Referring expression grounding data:
*** Begin section ***

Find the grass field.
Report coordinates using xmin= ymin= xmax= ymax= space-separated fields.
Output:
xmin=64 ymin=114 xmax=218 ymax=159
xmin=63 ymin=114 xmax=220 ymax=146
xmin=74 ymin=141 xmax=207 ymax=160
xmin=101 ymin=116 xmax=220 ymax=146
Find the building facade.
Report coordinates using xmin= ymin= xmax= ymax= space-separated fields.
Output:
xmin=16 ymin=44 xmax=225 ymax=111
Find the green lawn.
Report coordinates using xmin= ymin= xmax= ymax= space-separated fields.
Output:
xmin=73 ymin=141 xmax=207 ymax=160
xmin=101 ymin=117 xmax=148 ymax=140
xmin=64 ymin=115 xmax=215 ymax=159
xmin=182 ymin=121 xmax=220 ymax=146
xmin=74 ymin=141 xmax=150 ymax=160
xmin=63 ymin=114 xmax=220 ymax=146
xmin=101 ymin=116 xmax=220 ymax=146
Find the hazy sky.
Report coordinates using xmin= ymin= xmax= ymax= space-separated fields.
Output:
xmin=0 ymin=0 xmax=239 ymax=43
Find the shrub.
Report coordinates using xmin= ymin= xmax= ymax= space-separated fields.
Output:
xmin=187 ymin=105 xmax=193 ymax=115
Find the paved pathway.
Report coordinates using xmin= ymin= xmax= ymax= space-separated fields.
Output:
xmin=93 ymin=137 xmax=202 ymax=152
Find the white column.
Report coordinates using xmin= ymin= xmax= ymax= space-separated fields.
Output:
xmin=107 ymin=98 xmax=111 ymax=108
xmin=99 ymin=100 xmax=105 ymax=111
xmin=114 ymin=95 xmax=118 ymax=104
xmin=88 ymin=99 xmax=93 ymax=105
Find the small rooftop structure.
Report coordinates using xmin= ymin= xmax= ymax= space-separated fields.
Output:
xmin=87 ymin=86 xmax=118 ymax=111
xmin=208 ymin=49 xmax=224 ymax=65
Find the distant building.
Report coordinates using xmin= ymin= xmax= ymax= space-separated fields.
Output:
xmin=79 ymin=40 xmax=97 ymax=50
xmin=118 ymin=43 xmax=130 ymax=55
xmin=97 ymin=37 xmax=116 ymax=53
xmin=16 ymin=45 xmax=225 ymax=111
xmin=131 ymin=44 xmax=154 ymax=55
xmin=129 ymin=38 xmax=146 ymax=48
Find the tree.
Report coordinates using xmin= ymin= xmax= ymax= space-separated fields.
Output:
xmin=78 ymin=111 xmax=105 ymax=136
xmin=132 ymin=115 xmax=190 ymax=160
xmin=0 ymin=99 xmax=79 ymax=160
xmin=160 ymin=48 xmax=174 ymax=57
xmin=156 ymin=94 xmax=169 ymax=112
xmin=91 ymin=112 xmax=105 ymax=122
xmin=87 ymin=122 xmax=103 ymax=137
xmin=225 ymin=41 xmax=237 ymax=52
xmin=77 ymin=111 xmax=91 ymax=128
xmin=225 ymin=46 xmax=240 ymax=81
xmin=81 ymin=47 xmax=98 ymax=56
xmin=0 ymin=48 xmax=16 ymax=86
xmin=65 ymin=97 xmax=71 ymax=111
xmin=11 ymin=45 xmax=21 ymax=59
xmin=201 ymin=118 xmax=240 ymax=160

*** End section ***

- [Task statement]: Print every record exactly as written.

- [Reply to the exercise]:
Find the grass field.
Report coordinates using xmin= ymin= xmax= ymax= space-separated fields.
Output:
xmin=64 ymin=114 xmax=218 ymax=159
xmin=63 ymin=114 xmax=220 ymax=146
xmin=74 ymin=141 xmax=207 ymax=160
xmin=101 ymin=116 xmax=220 ymax=146
Find the building facade.
Report coordinates using xmin= ymin= xmax= ymax= space-separated fields.
Output:
xmin=16 ymin=44 xmax=225 ymax=111
Find the green lawn.
Report coordinates using xmin= ymin= xmax= ymax= space-separated fields.
Output:
xmin=73 ymin=141 xmax=207 ymax=160
xmin=101 ymin=117 xmax=148 ymax=140
xmin=64 ymin=115 xmax=215 ymax=159
xmin=182 ymin=121 xmax=220 ymax=146
xmin=74 ymin=141 xmax=150 ymax=160
xmin=63 ymin=114 xmax=220 ymax=146
xmin=101 ymin=116 xmax=220 ymax=146
Find the hazy sky.
Report coordinates using xmin= ymin= xmax= ymax= space-separated fields.
Output:
xmin=0 ymin=0 xmax=239 ymax=43
Find the shrub.
Report coordinates using xmin= ymin= xmax= ymax= space-separated fields.
Output:
xmin=187 ymin=105 xmax=193 ymax=115
Find the paved pathway.
Report coordinates using xmin= ymin= xmax= ymax= space-separated fields.
Output:
xmin=93 ymin=137 xmax=202 ymax=152
Find the white column.
Report coordinates using xmin= ymin= xmax= ymax= space-separated fields.
Output:
xmin=107 ymin=98 xmax=111 ymax=108
xmin=99 ymin=100 xmax=105 ymax=111
xmin=114 ymin=95 xmax=118 ymax=104
xmin=88 ymin=99 xmax=93 ymax=105
Find the small rooftop structure.
Report coordinates using xmin= ymin= xmax= ymax= space-separated fields.
Output:
xmin=87 ymin=86 xmax=118 ymax=111
xmin=208 ymin=49 xmax=224 ymax=65
Find the distant building.
Report coordinates using xmin= ymin= xmax= ymax= space-separated fields.
Output:
xmin=79 ymin=40 xmax=97 ymax=50
xmin=118 ymin=43 xmax=130 ymax=55
xmin=97 ymin=37 xmax=116 ymax=53
xmin=16 ymin=45 xmax=225 ymax=111
xmin=131 ymin=44 xmax=154 ymax=55
xmin=129 ymin=38 xmax=146 ymax=48
Find the tree.
Report coordinates using xmin= ymin= xmax= ymax= space-separated fields.
Output:
xmin=78 ymin=111 xmax=105 ymax=136
xmin=132 ymin=115 xmax=190 ymax=160
xmin=0 ymin=99 xmax=79 ymax=160
xmin=160 ymin=48 xmax=174 ymax=57
xmin=156 ymin=94 xmax=169 ymax=112
xmin=91 ymin=112 xmax=105 ymax=122
xmin=87 ymin=122 xmax=103 ymax=137
xmin=225 ymin=41 xmax=237 ymax=52
xmin=77 ymin=111 xmax=91 ymax=128
xmin=225 ymin=46 xmax=240 ymax=81
xmin=81 ymin=47 xmax=98 ymax=56
xmin=0 ymin=48 xmax=16 ymax=86
xmin=65 ymin=97 xmax=71 ymax=111
xmin=11 ymin=45 xmax=21 ymax=59
xmin=201 ymin=118 xmax=240 ymax=160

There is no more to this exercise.